Saved data entries:
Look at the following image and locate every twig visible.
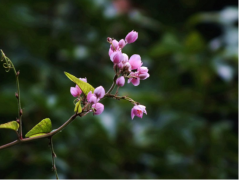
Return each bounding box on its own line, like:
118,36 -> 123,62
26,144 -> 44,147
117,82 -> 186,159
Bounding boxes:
106,74 -> 118,95
49,137 -> 58,179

## Task prompt
Could you retype the records above exactly, omitting the pictures?

## Output below
Look at the following image and locate every twig visible.
Return each bounding box on its own line, like:
118,36 -> 123,62
26,144 -> 44,147
117,82 -> 186,159
Bounding boxes:
106,74 -> 118,95
49,137 -> 58,179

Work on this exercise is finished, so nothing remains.